Exercise task 1: List every percentage figure stated in the interview transcript.
Exercise task 2: Edit the entries from the line holding "[point] every instance of the distant" through the end of the entries, inclusive, swapping "wooden" for "timber" and keeping everything else unchanged. Return only those lines.

— start Text provided —

WINSTON: No, look this issue is far too serious to start trying to play silly petty political bargaining, we have had no relativity on this issue to any other thing in politics as far as we're concerned, this is a serious issue, you’ve got the EU well down the track, you’ve got Australia about to make announcements next month – next month that is with a new government and I think it ill behoves us to find ourselves out in the cold playing silly politics at enormous long term cost to New Zealand businesses, I want to emphasise that, and exporters, and New Zealand citizens. I think if we all put our minds together as parliamentarians across the political divide we can resolve this issue.

GUYON: Okay let's talk about another aspect of the economy, you’ve come out recently and said that you think that GST should be reduced over three years to 10%. How much of a priority will that be in any negotiations you have to form a new government?

WINSTON: Well it's a serious priority for us because you see with all the prices going through the roof the question today is about – the issue is really affordability, can these people afford these things. I see all the promised being made by politicians about tax cuts, we're gonna do this – I know they won't. I was a former Treasurer of this country and I know how difficult it is to put a budget together and they are making commitments they have no inherent belief that they're going to put into place, and in fact the last time the National Party did tax cuts I did them as Treasurer, 1.1 billion dollars in the 1998 budget, those are facts, so what we say is we need for those people who are hard up against it with little or no discretionary income to spare, we need to lower the GST, make things far more affordable, everybody will be better off.

GUYON: Okay, let's talk about another one of the focuses that you’ve had on economic policy and that is increasing our exports, in fact you had an agreement with Labour to prioritise measures to grow our export sector, but then you oppose one of the biggest opportunities for exporters to increase their share and that is the Free Trade Agreement with China?

WINSTON: Oh look just roll that back a bit. We argued for Export Year 2007 we believed that we needed to prioritise export.

GUYON: But this was a real measure Mr Peters to actually increase our share…

WINSTON: I'll get to that shortly, but we said that we needed to prioritise exporting as the critical factor in the New Zealand economic structure, far more than the United States that export's about 8% of the GDP, we export about 38% of ours give or take some percentage, but at the very time that was happening the dollar was rising massively diametrically opposed to the Export Year commitments and idea behind it. The dollar's gone up – it's way out of kilter…

GUYON: The 2007 Export Year that’s a symbolic measure, you had the chance to support the Free Trade Agreement with the largest growing economy in the world and you turned it down?

WINSTON: Excuse me look you said that at the start.

GUYON: Well I'm just waiting for an answer.

WINSTON: No no that’s the fourth time you’ve said it, now please try and understand this that you're not gonna be able to roll past the Export Year and a dollar that went straight through the roof way out about 34% overvalued and thing it's of no matter to exporters. It was dramatically bad for exporters and has seen so many people condemned to relocate. But here's the point – that alone is enough to outstrip the China agreement three or four times – don’t you get it – the China agreement is 180 to 220 million maybe to 380 somewhere in that ballpark – I've just described to you something three or four times more beneficial to New Zealand and you slide by it as though it's of no moment. What is wrong with this country?

— end Text provided —
— start Material for this exercise —

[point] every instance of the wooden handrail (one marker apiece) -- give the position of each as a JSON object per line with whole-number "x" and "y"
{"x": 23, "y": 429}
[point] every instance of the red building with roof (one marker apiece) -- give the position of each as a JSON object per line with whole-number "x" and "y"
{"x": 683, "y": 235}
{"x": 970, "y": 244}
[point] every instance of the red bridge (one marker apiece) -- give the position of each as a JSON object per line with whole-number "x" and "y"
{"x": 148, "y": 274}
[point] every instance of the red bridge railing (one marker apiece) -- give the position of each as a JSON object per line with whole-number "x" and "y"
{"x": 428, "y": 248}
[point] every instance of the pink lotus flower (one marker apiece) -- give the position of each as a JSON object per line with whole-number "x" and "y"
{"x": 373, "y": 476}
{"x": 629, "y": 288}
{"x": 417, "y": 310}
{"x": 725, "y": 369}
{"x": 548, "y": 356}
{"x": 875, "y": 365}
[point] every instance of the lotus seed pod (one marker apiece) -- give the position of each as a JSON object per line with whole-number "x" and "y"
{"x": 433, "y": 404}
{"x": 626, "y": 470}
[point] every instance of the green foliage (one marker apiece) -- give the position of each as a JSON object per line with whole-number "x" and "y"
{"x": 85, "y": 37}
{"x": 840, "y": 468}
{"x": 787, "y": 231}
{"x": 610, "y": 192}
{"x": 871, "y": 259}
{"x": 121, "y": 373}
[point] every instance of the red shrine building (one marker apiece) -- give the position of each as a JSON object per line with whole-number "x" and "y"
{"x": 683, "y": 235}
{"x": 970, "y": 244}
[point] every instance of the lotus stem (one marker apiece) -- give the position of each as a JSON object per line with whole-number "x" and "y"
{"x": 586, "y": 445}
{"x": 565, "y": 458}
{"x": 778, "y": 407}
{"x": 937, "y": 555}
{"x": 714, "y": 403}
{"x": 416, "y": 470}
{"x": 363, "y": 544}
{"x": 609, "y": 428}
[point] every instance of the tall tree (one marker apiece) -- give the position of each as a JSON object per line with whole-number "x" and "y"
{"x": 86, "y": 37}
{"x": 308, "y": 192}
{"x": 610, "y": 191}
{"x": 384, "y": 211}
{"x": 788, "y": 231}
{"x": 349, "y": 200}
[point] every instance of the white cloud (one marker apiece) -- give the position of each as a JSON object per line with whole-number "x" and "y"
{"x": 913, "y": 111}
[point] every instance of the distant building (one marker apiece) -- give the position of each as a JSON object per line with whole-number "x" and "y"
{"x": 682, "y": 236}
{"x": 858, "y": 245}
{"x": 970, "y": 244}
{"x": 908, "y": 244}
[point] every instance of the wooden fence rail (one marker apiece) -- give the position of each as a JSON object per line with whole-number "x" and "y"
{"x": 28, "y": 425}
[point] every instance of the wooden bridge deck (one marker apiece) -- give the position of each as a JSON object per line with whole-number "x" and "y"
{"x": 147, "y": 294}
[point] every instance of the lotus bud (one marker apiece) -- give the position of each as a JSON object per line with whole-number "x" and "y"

— end Material for this exercise —

Task result 1:
10%
8%
38%
34%

Task result 2:
[point] every instance of the distant building (one marker apiece) -- give the position of each as a JSON object per line with whole-number "x" and "y"
{"x": 682, "y": 236}
{"x": 858, "y": 245}
{"x": 970, "y": 244}
{"x": 908, "y": 244}
[point] every instance of the timber fence rail (one marker apiece) -- give the position of each as a JSON object per line with whole-number "x" and "y"
{"x": 28, "y": 425}
[point] every instance of the timber bridge deck (one marker apiece) -- give the position of each as a JSON object per line with whole-number "x" and "y"
{"x": 147, "y": 294}
[point] every instance of the lotus bud (one marker apiece) -- give the position of each as a JSON object per line with whole-number "x" and "y"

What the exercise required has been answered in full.